Written task. Locate every line in the records below that contains the string "white", with case taken into account, and copy each such line.

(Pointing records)

(begin)

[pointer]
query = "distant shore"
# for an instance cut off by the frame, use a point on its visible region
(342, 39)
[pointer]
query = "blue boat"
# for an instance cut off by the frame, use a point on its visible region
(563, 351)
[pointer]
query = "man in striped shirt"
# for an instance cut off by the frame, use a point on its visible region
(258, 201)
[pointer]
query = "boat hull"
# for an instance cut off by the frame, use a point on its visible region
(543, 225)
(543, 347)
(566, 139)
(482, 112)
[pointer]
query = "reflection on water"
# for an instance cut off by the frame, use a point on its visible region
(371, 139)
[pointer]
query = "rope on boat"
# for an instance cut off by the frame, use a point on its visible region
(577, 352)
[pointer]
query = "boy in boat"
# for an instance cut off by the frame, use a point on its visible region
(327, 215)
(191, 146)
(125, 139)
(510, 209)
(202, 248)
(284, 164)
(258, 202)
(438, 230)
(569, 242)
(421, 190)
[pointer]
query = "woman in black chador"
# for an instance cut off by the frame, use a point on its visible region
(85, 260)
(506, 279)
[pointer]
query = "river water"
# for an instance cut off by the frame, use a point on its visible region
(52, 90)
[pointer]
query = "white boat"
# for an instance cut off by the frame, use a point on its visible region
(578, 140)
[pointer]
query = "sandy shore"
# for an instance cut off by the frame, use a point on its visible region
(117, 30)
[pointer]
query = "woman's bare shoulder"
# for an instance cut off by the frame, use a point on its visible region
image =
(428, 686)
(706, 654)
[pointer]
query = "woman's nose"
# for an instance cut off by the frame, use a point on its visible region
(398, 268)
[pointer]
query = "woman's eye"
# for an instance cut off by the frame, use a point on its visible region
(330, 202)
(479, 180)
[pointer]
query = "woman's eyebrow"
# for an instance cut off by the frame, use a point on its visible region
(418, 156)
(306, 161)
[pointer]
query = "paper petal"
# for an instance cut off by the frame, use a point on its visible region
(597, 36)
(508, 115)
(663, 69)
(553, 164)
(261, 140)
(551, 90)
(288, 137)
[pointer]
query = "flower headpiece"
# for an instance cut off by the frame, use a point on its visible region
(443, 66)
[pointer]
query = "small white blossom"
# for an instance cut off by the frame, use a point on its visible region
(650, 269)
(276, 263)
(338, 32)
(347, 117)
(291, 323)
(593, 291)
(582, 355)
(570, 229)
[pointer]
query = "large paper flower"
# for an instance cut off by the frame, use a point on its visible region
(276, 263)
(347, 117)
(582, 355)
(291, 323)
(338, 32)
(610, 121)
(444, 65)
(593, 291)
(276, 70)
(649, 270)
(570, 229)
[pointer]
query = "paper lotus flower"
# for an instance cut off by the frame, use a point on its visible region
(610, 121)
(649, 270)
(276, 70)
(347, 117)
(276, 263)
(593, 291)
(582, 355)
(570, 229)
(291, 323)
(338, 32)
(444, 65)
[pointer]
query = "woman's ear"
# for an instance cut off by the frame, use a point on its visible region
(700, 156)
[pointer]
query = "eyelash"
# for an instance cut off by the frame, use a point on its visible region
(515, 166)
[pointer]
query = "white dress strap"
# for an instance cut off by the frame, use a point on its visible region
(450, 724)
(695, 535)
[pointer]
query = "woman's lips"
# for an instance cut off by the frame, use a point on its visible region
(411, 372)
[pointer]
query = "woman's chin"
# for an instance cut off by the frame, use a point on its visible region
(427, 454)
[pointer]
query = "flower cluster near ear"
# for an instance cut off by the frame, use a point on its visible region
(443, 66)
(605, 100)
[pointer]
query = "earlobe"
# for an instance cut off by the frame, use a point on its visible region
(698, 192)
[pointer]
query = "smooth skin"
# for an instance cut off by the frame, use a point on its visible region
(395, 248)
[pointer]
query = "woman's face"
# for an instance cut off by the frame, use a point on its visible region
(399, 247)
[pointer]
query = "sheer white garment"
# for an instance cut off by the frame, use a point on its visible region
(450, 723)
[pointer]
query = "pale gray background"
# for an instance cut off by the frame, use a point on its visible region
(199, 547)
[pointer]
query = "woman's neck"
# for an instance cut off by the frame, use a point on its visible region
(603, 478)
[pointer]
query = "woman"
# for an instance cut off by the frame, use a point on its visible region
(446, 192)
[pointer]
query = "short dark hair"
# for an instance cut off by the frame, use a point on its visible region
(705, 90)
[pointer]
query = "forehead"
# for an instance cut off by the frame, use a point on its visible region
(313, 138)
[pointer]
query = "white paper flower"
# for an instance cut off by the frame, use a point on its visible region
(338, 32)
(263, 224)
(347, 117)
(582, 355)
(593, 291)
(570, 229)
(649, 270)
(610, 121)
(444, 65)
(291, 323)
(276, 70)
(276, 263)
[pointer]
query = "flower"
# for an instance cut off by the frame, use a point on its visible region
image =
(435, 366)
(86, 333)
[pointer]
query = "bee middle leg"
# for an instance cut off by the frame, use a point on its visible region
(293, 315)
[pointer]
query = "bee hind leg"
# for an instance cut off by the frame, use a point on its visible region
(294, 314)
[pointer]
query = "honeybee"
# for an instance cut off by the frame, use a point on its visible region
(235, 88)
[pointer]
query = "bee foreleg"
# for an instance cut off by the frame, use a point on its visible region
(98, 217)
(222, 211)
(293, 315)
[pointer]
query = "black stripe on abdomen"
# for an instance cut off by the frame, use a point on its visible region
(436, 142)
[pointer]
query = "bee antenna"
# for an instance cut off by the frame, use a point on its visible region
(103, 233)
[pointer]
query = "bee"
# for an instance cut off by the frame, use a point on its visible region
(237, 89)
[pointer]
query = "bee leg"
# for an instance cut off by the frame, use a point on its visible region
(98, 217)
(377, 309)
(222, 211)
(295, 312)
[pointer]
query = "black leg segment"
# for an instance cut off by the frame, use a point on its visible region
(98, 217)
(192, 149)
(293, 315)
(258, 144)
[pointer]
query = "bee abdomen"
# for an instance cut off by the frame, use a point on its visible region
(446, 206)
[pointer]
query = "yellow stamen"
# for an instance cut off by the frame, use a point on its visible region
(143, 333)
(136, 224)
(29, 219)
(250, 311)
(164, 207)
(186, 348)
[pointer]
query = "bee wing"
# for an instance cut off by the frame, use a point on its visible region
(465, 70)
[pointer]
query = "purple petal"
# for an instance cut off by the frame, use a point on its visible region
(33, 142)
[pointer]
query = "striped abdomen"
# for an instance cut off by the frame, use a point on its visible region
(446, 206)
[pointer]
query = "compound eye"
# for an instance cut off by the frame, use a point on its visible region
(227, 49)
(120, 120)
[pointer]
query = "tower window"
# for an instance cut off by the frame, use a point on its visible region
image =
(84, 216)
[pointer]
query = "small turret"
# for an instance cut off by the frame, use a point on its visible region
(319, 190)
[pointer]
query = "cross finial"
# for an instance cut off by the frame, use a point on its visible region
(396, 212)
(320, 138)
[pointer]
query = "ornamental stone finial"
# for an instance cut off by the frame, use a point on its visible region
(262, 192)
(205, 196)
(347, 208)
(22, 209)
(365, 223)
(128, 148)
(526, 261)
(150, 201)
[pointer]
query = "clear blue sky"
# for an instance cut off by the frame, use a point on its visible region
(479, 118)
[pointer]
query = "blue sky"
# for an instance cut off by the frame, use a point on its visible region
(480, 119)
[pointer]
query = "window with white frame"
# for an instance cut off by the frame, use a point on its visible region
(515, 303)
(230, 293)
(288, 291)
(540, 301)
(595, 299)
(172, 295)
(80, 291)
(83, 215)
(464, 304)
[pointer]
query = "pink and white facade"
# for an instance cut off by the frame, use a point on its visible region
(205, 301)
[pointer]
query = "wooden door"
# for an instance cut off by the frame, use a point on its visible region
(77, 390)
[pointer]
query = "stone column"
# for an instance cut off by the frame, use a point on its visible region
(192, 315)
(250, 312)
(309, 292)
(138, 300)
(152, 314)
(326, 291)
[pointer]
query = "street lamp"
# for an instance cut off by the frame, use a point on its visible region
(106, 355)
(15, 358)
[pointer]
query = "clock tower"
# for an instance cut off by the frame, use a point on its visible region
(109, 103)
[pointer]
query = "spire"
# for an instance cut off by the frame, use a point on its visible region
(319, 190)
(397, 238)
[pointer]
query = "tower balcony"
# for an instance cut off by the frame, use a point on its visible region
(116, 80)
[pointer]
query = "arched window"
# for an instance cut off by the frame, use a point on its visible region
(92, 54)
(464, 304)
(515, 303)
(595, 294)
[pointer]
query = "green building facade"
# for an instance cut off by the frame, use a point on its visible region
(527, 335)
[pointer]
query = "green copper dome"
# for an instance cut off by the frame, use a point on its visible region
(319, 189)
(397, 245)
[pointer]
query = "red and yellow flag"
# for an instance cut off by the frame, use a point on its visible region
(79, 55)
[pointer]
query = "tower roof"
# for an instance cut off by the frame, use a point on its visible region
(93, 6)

(end)

Final result.
query = "white boat"
query = "small white blossom"
query = "white dress strap"
query = "sheer white garment"
query = "white paper flower"
query = "window with white frame"
query = "pink and white facade"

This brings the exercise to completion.